# TEXT BLOCK
When Shannon Spano takes over as chair of the Automotive Industries Association of Canada in late April, she will become the second woman to hold that role in the aftermarket association..
She sees it as an inspiration to continue to build the diversity, equity and inclusion conversation.
“I’m honoured. I am inspired. Susan Hitchon, who was the first chair through the pandemic of all things to me was such a shining example of leadership especially through such a chaotic and tumultuous time for the industry. I have a big agenda to talk about in a more deliberate, braver, bolder, more direct conversation with people and members of the AIA. And I think it’s time. “
Spano, VP Sales for Wakefield Canada, says AIA Canada is well positioned to help aftermarket organizations make the right decisions in a changing aftermarket.
“Historical data isn’t going to help us as much as insights on the various things that we collectively are facing. The AIA provides a really strong bridge to research development insights that can really flow and harmonize conversations about the future.

# PROVIDED INFORMATION
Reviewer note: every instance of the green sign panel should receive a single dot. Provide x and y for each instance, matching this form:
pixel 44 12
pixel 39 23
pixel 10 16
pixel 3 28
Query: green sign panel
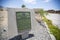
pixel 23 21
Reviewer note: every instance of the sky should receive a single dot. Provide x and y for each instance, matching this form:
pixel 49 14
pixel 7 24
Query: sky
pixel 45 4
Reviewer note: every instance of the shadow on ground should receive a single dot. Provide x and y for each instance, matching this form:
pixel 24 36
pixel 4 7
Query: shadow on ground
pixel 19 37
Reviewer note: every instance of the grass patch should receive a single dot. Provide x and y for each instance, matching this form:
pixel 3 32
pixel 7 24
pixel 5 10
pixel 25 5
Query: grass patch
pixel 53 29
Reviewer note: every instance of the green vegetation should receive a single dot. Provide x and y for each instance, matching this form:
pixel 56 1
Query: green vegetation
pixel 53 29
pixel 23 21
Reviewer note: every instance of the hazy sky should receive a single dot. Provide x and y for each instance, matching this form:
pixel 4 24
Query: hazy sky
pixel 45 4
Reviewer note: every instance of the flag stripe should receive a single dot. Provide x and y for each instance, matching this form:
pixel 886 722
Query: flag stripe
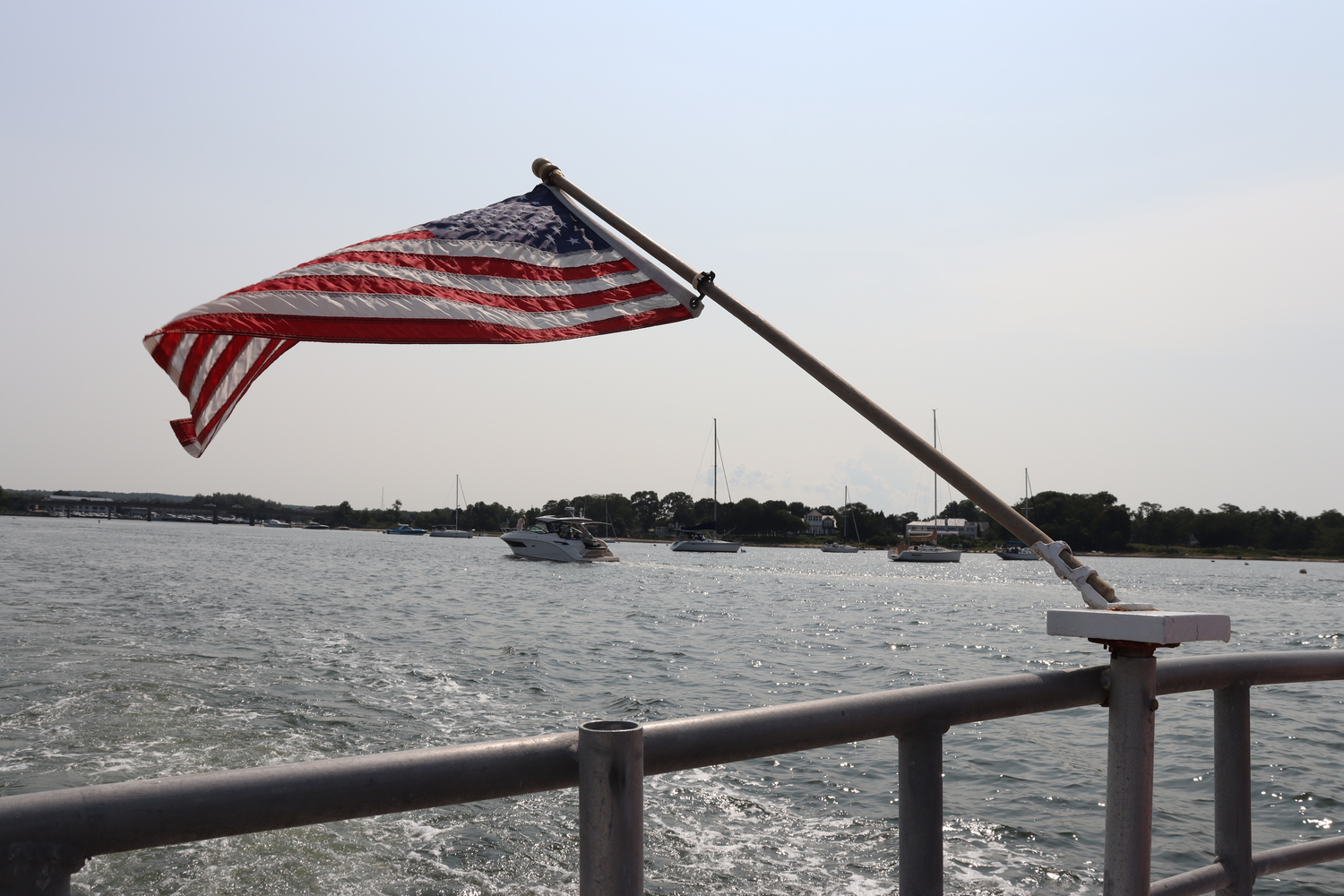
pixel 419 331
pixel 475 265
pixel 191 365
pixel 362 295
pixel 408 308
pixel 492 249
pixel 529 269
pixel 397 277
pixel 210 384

--

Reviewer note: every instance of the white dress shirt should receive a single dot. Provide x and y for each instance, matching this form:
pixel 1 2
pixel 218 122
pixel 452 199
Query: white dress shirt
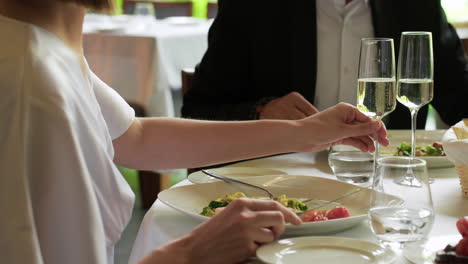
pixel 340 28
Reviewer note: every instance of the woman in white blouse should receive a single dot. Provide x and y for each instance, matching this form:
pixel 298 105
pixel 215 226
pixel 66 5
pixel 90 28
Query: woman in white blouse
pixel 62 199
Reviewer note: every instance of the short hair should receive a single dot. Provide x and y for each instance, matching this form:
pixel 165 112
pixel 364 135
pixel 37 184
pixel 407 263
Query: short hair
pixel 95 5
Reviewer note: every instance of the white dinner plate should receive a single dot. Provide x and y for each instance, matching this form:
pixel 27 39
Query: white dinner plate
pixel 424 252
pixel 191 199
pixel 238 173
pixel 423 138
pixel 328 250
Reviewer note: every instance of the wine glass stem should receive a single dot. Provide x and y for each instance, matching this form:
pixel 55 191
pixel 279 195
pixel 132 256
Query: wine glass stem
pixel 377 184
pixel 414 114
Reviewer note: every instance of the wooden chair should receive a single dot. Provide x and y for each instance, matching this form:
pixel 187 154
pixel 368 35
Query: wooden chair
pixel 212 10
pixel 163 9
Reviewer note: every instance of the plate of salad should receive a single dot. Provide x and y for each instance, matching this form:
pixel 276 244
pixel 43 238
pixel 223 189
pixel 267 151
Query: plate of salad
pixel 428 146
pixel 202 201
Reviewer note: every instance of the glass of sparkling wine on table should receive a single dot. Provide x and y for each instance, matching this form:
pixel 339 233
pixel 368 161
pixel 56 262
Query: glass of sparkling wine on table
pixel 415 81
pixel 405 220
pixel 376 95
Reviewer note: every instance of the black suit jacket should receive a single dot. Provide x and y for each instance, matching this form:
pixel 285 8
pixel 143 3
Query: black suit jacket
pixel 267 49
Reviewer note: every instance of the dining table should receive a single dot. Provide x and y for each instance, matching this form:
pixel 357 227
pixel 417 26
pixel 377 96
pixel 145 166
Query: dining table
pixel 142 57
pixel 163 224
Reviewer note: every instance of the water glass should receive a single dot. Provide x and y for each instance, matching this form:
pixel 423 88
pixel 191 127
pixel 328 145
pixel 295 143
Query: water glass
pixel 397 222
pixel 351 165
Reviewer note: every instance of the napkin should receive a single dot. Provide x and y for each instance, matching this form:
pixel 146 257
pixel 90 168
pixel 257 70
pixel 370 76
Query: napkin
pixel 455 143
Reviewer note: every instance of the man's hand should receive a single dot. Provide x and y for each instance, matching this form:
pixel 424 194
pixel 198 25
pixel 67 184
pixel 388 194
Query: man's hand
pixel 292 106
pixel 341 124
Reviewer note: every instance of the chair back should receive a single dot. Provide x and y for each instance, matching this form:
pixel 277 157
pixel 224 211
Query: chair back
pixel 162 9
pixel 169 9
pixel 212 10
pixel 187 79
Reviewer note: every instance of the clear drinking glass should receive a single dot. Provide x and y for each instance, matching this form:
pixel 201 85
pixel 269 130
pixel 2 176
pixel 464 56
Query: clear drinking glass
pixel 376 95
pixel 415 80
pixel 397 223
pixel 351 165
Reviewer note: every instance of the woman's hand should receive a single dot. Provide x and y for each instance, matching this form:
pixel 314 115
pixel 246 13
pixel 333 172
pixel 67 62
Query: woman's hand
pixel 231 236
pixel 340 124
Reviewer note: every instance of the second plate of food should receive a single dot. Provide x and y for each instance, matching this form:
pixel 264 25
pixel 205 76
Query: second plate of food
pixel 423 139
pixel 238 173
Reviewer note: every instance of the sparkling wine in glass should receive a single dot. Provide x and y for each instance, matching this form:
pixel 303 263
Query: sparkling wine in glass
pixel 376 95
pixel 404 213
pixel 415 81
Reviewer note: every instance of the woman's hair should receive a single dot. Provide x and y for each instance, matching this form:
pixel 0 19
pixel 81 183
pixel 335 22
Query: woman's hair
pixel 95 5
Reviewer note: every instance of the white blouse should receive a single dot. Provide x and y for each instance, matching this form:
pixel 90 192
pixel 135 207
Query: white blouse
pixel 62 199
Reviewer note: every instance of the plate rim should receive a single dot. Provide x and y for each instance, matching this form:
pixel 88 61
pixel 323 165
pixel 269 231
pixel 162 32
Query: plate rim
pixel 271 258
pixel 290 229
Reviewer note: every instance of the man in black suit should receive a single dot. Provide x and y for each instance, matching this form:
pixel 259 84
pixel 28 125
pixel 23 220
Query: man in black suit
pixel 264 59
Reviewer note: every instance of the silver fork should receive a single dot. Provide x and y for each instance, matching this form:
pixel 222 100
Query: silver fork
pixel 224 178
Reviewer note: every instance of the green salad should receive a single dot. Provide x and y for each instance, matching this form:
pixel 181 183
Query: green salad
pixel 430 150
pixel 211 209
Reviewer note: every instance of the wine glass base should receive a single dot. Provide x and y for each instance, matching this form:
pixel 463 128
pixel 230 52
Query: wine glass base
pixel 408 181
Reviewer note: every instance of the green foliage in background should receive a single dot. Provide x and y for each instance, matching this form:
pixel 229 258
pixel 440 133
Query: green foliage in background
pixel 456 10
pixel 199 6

# TASKS TO COMPLETE
(A) In the Shannon Spano article, what is Spano's position at Wakefield Canada?
(B) Carry on the Shannon Spano article from the point where it stops.
You can set the records aside; they aren't needed for this work.

# ANSWERS BY ITEM
(A) She is VP Sales.

(B)
“I use this line around data: insights without data is trivial. Insights without action is pointless. Just collecting that data alone will not solve our problems. It’s the insights translated into action. So, we’ll actually future proof organizations, right?
“That to me is where you want to put more energy. And so, companies to spend so much time inside generating, when an association like AIA can actually facilitate a lot of those insight-generated conversations and leadership decisions.
“That’s where AIA can be really powerful for us as an industry.”